Exercise requirements » From the entries, copy each line that includes "below".
*** Opening Records provided ***
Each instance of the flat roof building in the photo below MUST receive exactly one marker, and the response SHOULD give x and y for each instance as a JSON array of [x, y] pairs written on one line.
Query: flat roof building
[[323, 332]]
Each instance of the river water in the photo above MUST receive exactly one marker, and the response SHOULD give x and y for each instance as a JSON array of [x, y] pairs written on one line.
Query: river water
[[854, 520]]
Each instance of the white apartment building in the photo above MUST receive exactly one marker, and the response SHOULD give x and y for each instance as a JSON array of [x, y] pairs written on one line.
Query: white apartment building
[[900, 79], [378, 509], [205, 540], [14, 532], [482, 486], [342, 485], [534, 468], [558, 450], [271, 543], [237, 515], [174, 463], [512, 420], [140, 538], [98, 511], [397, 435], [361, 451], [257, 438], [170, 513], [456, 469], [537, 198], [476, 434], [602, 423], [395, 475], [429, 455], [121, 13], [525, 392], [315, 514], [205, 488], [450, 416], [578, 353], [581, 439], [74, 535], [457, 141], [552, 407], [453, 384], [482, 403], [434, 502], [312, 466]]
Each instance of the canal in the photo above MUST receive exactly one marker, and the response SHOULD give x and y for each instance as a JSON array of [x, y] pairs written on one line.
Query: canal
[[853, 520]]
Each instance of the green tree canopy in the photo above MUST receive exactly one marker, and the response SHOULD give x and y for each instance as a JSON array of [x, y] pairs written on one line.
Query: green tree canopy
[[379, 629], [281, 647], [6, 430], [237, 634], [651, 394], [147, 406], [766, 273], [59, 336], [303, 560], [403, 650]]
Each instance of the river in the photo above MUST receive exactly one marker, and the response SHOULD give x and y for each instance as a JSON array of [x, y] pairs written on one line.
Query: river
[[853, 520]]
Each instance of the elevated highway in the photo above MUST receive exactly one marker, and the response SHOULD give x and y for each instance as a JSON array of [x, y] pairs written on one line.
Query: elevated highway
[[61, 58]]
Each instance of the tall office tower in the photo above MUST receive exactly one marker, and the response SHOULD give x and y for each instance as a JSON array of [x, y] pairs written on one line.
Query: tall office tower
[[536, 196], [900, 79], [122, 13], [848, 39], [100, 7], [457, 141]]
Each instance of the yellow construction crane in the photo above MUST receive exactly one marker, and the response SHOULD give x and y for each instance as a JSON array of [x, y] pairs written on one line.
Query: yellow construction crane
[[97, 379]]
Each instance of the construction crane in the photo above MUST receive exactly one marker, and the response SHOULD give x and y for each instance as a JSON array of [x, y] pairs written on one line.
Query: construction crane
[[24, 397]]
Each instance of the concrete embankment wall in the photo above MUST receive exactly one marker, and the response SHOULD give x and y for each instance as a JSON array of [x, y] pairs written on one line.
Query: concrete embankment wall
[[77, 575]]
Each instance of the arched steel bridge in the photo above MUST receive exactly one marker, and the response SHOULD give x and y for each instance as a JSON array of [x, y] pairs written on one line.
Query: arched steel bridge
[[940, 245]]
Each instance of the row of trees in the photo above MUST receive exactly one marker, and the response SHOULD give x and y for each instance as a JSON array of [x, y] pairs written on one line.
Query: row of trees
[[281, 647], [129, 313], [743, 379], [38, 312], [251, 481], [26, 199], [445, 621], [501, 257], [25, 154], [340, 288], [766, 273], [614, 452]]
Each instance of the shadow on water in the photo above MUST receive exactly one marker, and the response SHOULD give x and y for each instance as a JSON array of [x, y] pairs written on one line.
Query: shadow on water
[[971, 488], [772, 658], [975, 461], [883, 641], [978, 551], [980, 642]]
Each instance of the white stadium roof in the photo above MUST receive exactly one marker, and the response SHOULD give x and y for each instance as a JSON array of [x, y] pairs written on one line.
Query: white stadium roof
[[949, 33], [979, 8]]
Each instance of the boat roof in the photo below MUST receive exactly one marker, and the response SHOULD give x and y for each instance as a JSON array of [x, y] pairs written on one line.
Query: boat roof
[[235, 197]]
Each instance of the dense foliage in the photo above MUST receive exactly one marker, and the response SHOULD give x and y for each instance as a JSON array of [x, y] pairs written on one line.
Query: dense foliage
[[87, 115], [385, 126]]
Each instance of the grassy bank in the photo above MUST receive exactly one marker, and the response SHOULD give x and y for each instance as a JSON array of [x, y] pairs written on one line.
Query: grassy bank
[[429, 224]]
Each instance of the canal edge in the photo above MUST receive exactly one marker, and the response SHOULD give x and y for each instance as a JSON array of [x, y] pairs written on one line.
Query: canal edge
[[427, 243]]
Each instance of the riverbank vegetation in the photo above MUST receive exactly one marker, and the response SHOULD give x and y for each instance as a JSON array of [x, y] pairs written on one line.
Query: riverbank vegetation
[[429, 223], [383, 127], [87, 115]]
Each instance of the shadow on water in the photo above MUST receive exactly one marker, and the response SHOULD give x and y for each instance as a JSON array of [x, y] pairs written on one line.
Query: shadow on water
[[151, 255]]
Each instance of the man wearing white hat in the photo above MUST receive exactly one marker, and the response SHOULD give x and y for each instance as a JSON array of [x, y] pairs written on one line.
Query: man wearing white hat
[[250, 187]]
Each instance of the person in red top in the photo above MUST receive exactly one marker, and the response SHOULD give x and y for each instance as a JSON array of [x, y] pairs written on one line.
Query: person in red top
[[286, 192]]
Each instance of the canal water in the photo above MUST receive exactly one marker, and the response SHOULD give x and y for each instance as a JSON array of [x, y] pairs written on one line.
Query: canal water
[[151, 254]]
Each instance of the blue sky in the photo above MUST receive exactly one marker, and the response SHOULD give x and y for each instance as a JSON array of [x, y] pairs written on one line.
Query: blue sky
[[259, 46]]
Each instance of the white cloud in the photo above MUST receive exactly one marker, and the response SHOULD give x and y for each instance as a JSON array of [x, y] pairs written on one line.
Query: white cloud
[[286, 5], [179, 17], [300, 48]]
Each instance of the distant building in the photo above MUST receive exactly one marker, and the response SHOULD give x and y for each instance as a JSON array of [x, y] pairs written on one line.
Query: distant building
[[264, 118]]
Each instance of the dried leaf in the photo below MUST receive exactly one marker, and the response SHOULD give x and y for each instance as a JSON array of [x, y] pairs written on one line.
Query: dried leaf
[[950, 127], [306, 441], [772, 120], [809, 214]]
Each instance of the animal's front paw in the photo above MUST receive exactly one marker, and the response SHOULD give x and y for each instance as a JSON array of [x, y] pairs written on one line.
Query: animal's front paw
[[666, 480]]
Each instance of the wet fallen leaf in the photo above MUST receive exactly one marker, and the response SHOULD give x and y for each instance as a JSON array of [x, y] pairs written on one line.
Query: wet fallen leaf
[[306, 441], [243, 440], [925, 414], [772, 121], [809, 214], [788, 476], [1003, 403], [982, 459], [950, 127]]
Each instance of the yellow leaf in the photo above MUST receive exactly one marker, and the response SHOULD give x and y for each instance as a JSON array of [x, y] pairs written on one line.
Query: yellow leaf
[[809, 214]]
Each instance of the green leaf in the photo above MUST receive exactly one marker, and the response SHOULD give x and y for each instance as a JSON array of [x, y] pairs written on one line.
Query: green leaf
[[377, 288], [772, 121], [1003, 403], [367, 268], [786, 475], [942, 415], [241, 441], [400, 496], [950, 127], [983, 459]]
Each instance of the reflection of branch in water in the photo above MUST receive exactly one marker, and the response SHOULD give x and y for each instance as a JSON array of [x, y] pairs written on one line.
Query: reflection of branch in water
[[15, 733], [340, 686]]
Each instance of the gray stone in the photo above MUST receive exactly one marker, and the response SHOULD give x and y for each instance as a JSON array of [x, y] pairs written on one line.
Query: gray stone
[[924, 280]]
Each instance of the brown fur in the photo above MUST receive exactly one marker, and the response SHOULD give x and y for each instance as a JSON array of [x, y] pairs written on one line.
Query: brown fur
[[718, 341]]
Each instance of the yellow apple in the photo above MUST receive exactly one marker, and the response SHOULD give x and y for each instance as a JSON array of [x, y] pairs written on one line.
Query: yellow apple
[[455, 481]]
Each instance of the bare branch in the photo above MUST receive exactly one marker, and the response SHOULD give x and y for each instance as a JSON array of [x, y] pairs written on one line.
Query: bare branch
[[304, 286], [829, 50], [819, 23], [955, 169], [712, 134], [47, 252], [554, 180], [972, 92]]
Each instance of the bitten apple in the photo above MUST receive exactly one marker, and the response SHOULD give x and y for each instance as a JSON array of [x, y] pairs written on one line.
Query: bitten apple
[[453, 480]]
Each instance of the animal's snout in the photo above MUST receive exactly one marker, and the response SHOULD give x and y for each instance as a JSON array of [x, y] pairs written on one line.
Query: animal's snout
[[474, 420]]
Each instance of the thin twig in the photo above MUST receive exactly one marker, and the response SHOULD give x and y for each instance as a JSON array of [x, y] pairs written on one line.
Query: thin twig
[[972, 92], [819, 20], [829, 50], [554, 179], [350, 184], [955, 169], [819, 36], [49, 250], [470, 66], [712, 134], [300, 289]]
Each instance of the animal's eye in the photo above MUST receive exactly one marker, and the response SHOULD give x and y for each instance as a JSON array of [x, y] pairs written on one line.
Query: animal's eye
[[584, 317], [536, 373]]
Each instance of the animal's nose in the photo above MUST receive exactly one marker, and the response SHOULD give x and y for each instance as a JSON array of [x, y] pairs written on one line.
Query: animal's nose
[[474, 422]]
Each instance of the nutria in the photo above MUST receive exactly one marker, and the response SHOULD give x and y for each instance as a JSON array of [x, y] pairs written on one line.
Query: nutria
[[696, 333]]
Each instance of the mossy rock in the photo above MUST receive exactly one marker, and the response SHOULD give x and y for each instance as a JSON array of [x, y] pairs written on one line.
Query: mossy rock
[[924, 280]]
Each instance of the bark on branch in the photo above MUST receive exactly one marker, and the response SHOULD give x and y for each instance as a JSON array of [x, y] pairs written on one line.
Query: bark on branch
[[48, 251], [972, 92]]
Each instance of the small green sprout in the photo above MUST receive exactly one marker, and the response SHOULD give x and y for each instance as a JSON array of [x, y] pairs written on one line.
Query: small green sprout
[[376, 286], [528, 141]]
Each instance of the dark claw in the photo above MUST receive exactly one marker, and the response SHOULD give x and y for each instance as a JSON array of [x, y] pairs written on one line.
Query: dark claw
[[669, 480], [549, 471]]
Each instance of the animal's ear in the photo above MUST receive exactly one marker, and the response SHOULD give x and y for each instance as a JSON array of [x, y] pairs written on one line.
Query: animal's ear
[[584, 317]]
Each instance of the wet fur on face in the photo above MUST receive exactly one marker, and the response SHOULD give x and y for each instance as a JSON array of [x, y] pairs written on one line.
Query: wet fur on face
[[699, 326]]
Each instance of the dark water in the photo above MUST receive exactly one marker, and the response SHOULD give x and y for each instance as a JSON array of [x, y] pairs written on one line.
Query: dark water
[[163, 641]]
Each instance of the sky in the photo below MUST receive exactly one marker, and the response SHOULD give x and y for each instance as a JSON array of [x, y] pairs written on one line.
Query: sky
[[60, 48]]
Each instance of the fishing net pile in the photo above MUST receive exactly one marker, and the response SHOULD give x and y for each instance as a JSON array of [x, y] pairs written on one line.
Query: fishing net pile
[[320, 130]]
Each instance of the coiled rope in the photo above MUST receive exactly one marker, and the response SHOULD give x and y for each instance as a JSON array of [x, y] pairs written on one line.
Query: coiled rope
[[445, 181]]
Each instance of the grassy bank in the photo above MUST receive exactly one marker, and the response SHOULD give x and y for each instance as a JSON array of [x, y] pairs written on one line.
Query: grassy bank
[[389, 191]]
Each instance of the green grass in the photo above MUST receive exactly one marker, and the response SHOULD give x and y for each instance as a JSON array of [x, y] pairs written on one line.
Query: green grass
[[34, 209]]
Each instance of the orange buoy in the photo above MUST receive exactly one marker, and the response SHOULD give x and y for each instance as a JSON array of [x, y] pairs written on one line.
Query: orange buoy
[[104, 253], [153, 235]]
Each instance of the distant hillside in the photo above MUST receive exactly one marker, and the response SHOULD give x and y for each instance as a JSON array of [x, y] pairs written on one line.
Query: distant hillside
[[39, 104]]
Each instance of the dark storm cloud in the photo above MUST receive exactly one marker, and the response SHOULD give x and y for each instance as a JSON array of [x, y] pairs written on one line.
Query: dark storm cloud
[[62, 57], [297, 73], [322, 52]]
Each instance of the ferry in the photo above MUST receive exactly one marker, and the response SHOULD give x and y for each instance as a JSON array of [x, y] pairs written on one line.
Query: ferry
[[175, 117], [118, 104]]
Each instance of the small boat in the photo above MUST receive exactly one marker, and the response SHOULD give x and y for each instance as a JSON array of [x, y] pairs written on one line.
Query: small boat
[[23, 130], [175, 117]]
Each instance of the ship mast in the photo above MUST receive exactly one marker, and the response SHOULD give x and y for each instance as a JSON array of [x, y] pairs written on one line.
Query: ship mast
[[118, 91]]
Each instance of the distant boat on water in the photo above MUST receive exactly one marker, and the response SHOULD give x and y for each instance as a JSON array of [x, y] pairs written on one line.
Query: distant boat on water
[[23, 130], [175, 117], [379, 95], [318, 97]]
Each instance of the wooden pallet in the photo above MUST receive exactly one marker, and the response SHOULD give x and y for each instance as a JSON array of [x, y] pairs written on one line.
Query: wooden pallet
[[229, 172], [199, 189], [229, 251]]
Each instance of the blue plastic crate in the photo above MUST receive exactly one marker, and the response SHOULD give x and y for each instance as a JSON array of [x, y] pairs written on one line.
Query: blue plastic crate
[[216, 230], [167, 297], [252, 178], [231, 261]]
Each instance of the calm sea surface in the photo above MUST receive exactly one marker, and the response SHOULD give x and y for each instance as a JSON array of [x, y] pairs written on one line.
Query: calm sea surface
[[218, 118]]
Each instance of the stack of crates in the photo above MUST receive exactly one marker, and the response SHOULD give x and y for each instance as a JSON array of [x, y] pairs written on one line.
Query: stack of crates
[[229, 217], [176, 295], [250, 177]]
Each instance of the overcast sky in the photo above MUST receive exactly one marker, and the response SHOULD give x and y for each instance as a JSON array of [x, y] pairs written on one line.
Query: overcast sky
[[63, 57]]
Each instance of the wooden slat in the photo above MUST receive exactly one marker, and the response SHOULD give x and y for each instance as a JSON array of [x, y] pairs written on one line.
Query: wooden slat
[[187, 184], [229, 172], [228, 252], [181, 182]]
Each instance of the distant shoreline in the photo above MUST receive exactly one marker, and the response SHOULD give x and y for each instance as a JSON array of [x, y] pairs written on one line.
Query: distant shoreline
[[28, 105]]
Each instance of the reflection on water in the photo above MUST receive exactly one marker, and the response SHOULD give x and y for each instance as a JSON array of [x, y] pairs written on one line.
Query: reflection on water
*** Closing Records provided ***
Answer box »
Each instance of the flat roof building in the photo below MUST receive exactly one marker, and the response SHOULD give x and y for each instance as a JSON array of [x, y] pairs written on one line.
Each instance of the boat roof in the photo below MUST receive exactly one marker, and the response SHOULD give x and y for each instance as a JSON array of [x, y] pairs written on one line.
Each instance of the dried leaf in the photo below MUST receive exactly one marker, and the response SHOULD give x and y for each instance as a JSON array of [x, y] pairs written on one line.
Each instance of the sky in the photo below MUST receive exactly one marker, and the response SHOULD give x and y for each instance as a JSON array of [x, y] pairs written on one line.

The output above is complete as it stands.